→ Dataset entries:
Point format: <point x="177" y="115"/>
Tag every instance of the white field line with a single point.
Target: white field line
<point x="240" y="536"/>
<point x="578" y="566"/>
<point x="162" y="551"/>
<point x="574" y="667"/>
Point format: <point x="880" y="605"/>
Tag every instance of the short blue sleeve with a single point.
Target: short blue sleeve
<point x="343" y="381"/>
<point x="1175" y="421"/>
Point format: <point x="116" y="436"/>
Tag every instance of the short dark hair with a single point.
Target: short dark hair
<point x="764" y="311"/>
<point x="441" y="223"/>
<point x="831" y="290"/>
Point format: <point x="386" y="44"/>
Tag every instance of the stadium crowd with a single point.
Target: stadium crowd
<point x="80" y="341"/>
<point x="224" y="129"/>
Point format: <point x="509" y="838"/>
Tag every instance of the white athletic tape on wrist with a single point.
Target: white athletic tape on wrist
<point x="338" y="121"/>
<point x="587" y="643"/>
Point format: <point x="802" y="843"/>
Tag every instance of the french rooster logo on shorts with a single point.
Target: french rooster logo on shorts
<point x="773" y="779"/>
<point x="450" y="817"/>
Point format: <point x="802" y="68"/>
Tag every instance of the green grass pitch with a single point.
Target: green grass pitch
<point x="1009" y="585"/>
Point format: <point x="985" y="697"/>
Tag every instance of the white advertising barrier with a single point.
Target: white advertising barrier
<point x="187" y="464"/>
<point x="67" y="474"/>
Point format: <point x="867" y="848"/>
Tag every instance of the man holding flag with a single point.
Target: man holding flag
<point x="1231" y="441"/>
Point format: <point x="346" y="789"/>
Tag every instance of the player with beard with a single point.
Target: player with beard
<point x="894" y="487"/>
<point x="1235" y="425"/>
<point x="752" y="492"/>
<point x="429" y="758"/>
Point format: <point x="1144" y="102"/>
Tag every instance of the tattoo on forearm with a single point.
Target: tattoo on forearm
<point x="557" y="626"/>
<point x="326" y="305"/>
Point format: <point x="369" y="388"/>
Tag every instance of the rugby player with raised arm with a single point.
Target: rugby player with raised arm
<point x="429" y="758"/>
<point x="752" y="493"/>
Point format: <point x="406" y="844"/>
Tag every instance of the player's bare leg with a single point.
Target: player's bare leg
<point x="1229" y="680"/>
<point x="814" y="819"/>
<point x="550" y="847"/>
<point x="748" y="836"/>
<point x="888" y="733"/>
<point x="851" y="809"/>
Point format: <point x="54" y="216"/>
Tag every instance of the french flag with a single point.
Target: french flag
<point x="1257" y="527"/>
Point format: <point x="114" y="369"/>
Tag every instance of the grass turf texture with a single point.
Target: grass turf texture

→ What to do: When the word "texture" occurs in a line above, list that line.

→ Response box:
Tag every instance of the grass turf texture with a single point.
Target: grass turf texture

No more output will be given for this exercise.